## Exercises
1. In the passage on Steinheil's career, who developed the silvering process used for the company's mirrors?
2. Extract verbatim the portion of the Steinheil passage from "In 1854, he" to "Germany in 1917.".
3. Extend the passage on Steinheil's career by continuing it from its final sentence.

## Selected extract
'''

In 1846, Steinheil travelled to Naples to install a new system for weight and measure units. Three years later, he was appointed to the Board of Telegraphy of the Austrian Trade Ministry. Steinheil was tasked with designing a telegraph network for the entire empire, and helped to form the Deutsch-Österreichischer Telegraphenverein (German-Austrian Telegraph Society).
In 1851, he started the Swiss telegraph network. Steinheil returned Munich as konservator (curator) of the mathematical-physical collections and ministerial secretary in the Trade Ministry of Bavaria.

In 1854, he founded C. A. Steinheil & Söhne, an optical-astronomical company. The company built telescopes, spectroscopes and photometers – one of Steinheil's inventions, used to measure brightness. C.A. Steinheil & Söhne produced large telescopes for observatories in Uppsala, Mannheim, Leipzig, Utrecht. The company also produced refractors and reflectors with silver-covered mirrors. The process for creating the silvering was developed by Steinheil's friend Justus Liebig.

In 1862, Steinheil's sons started managing the company. His great granddaughter Elsbeth Steinheil, through his son Hugo Adolph, and grandson Rudolf (1865-1930), worked for the company after graduating as the first female mechanical engineer in Germany in 1917.

'''

## Entries shown
'''

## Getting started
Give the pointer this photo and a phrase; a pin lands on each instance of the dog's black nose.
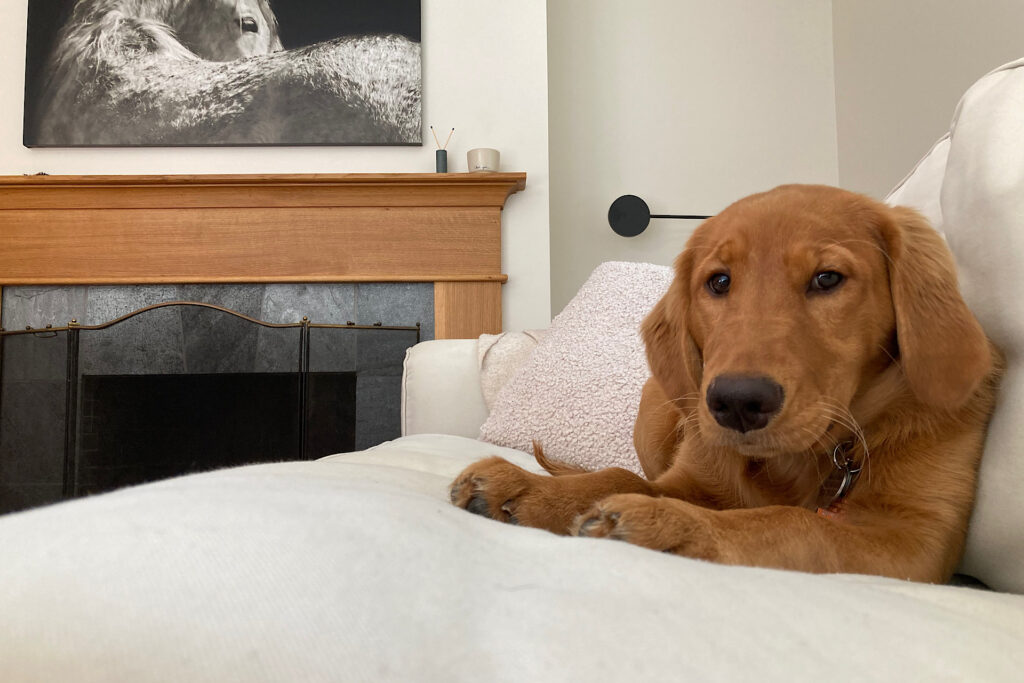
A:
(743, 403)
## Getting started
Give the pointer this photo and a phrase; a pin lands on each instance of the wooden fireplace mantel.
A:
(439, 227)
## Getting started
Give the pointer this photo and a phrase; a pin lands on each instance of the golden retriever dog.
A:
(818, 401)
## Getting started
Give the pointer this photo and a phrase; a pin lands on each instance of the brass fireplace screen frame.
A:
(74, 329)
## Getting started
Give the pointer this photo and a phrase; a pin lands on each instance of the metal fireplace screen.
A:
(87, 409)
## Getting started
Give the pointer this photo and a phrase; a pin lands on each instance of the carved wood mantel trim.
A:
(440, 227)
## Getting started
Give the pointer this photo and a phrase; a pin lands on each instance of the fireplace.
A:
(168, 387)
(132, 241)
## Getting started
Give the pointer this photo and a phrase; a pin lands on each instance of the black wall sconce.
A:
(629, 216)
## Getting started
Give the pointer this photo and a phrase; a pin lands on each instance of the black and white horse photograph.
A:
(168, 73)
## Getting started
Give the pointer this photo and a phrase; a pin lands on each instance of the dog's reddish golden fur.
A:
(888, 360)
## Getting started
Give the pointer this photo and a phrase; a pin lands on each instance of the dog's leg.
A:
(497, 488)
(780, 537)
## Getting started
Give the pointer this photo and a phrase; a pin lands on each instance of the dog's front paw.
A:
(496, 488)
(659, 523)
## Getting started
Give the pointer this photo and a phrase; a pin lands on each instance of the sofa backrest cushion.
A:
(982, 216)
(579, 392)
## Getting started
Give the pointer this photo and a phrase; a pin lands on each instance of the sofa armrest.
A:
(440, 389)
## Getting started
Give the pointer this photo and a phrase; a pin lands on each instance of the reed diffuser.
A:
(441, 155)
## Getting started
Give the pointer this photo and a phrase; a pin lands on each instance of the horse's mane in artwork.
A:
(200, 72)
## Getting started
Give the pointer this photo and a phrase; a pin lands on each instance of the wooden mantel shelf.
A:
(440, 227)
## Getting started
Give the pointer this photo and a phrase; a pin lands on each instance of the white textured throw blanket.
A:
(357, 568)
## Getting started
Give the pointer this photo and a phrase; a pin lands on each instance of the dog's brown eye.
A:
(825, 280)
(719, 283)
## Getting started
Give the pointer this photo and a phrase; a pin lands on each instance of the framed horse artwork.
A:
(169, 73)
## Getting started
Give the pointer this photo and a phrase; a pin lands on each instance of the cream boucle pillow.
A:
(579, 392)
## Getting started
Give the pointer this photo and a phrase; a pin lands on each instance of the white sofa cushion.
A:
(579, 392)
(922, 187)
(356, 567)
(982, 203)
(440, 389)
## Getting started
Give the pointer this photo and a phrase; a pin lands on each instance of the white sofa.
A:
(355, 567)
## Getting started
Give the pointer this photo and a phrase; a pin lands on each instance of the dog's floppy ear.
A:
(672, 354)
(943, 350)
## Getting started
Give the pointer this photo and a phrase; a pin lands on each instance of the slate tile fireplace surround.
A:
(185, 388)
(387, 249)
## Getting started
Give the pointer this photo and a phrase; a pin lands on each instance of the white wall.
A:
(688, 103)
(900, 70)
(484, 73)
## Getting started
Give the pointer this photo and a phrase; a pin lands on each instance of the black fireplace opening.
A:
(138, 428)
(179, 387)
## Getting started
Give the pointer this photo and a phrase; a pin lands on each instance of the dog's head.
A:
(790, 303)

'''
'''

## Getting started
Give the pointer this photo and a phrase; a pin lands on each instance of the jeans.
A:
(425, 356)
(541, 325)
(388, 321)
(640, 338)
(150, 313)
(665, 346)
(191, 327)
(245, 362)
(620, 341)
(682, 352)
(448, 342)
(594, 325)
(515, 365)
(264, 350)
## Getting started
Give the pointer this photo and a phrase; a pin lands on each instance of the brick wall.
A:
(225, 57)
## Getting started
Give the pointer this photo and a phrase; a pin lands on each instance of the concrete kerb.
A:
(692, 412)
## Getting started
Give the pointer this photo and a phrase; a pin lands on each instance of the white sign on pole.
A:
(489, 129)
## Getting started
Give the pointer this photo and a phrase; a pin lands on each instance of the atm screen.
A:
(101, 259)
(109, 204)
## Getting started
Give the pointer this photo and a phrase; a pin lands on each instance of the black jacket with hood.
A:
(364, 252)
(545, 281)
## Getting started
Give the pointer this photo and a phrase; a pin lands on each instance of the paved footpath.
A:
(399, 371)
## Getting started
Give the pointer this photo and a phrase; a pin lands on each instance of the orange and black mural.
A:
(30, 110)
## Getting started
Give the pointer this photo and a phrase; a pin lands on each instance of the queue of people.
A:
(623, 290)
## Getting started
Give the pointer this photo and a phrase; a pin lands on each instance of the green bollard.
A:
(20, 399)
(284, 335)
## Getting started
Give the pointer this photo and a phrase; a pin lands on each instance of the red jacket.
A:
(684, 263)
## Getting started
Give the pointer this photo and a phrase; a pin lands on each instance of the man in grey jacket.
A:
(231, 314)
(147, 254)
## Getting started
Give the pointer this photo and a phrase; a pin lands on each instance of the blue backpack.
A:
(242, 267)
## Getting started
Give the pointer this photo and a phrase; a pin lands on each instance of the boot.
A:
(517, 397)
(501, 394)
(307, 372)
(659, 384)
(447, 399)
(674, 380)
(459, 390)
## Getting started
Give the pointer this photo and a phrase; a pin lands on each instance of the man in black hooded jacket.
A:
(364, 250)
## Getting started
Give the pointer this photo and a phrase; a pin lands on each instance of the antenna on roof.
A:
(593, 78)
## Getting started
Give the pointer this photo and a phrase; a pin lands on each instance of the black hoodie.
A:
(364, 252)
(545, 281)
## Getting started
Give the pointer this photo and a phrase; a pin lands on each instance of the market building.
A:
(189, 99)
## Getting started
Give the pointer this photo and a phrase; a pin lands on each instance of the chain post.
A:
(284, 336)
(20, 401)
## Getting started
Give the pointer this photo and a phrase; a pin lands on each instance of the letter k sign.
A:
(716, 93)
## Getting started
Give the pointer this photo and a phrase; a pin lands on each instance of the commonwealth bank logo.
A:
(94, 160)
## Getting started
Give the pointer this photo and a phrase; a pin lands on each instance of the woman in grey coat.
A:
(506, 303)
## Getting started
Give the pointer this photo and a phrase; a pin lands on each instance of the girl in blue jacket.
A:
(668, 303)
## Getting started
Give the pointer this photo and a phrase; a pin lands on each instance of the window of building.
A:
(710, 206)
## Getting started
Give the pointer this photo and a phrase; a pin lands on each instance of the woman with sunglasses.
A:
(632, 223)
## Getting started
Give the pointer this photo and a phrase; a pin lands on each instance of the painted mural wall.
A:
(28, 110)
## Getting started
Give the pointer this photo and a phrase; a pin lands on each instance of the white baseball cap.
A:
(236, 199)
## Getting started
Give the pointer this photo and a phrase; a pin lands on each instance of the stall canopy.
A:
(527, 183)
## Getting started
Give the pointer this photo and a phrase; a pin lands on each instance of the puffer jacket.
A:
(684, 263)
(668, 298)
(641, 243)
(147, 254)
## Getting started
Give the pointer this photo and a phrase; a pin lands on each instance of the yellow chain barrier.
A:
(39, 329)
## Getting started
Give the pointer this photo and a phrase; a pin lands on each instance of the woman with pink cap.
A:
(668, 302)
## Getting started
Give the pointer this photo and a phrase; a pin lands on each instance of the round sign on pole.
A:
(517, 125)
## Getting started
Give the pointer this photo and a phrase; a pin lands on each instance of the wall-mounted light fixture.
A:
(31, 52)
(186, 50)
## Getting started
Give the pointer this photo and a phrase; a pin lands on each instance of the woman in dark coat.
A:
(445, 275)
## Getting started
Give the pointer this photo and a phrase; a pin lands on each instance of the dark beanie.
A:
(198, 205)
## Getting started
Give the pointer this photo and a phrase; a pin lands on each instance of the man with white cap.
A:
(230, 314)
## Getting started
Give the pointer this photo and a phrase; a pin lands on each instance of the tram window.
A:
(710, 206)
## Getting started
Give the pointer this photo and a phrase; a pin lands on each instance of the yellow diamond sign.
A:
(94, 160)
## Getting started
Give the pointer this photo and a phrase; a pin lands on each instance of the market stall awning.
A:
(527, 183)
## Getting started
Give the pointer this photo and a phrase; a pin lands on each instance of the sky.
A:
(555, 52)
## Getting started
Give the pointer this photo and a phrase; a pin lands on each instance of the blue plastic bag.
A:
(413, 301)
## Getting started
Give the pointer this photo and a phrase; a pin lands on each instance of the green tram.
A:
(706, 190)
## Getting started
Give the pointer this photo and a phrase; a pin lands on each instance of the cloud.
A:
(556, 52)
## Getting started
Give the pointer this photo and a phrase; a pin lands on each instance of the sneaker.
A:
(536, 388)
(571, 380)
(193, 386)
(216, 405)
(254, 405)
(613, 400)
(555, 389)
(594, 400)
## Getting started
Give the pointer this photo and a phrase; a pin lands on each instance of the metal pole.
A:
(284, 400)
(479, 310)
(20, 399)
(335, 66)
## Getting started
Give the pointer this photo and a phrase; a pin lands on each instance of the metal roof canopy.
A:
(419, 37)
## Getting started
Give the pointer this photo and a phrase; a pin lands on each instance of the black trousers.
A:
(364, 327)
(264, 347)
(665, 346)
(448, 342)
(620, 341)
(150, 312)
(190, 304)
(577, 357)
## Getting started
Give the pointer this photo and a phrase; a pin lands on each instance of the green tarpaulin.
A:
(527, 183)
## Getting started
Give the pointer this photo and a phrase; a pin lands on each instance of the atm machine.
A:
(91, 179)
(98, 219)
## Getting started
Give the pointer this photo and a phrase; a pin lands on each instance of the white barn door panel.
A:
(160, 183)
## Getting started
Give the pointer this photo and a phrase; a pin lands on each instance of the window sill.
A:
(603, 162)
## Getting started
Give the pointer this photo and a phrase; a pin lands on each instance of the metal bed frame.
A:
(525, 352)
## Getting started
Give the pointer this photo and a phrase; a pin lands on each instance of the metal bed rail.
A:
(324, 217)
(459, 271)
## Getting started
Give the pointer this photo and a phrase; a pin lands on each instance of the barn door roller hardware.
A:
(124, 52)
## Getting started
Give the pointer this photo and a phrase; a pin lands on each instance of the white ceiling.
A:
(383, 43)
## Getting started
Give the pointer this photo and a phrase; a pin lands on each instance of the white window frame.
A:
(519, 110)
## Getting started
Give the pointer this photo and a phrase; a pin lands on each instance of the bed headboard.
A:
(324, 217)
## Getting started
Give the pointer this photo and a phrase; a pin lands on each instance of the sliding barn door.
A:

'''
'''

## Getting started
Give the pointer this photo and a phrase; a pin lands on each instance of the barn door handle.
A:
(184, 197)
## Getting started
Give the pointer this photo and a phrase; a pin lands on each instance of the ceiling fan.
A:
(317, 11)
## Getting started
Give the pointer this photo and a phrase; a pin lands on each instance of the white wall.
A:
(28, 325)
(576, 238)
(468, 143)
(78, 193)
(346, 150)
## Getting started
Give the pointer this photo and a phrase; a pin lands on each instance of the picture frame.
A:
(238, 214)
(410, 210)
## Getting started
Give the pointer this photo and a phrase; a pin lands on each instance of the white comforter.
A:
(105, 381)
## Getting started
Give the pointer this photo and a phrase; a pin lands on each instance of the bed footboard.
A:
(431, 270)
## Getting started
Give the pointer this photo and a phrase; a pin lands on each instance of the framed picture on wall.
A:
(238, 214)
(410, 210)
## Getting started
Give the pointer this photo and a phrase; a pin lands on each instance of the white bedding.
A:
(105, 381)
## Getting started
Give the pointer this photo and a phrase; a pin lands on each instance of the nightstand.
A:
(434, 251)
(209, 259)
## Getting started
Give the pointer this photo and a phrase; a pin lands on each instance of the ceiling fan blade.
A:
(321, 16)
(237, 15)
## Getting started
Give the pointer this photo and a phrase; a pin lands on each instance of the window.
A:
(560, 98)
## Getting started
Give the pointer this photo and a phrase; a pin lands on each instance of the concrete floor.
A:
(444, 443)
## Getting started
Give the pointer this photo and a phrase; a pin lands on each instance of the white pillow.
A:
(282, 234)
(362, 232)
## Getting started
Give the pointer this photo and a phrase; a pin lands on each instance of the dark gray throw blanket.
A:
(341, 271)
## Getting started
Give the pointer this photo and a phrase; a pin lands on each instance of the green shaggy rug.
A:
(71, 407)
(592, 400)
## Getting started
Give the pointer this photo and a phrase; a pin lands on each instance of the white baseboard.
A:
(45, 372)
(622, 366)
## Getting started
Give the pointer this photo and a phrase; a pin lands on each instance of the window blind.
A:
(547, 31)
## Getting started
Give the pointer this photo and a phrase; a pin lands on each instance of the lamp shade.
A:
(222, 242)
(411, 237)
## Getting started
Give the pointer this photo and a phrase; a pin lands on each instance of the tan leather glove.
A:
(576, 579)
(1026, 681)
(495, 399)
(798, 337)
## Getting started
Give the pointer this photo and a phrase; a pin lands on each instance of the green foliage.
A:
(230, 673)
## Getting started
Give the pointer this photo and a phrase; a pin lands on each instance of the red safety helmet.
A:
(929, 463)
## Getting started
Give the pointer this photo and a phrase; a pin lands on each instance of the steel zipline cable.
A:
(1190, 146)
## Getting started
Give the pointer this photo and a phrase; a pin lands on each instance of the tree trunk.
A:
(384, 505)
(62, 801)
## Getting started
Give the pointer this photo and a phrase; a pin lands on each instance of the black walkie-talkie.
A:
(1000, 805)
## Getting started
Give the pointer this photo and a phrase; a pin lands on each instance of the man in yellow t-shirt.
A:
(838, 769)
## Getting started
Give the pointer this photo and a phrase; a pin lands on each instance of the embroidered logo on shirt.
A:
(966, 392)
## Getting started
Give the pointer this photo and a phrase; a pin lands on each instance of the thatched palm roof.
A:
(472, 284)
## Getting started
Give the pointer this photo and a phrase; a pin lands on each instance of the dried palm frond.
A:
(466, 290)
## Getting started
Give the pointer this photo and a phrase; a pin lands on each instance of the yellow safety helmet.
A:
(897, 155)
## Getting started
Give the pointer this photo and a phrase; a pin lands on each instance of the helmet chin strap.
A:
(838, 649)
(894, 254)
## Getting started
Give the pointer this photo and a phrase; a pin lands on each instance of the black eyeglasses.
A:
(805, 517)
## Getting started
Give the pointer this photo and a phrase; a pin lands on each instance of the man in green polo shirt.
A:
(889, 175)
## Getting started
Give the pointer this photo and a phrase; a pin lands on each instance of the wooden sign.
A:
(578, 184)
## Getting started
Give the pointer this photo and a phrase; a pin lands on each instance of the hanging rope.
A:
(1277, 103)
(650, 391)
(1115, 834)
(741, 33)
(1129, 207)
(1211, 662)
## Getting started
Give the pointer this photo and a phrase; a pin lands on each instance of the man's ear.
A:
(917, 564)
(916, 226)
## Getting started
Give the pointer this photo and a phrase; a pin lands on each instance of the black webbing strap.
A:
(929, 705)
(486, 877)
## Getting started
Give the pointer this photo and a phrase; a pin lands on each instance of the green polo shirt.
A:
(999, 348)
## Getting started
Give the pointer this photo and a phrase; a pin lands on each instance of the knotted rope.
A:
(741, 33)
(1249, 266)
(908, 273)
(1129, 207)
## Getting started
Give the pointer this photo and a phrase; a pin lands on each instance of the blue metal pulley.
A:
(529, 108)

'''

## Results of the tasks
1. Steinheil's friend Justus Liebig developed the silvering process.

2.
In 1854, he founded C. A. Steinheil & Söhne, an optical-astronomical company. The company built telescopes, spectroscopes and photometers – one of Steinheil's inventions, used to measure brightness. C.A. Steinheil & Söhne produced large telescopes for observatories in Uppsala, Mannheim, Leipzig, Utrecht. The company also produced refractors and reflectors with silver-covered mirrors. The process for creating the silvering was developed by Steinheil's friend Justus Liebig.

In 1862, Steinheil's sons started managing the company. His great granddaughter Elsbeth Steinheil, through his son Hugo Adolph, and grandson Rudolf (1865-1930), worked for the company after graduating as the first female mechanical engineer in Germany in 1917.

3.
Steinheil died in Munich in Bavaria on 14 September 1870. He was buried in the Alter Südfriedhof cemetery.

== Inventions ==

- Ground electricity
- Print telegraph (not made public)
- Electric clock
- Steinheil script (code to print dots on paper via telegraph, not used due to the adoption of Morse code)
- Photographic process on silver chloride paper (together with Franz von Kobell)
- Steinheil doublet, a flint-first achromatic doublet
- Silver coating of curved glass surfaces (together with Léon Foucault) paving the way for the rise of reflecting telescopes.

== Legacy ==
Some sources state that Steinheilite, a transparent mineral that resembles blue quartz but is actually a form of iolite, was named after Carl von Steinheil. However, the name was in use as early as 1811, too early to be named after Carl von Steinheil, and sources from that time instead attribute it to Fabian Steinheil, the Russian military governor of Finland.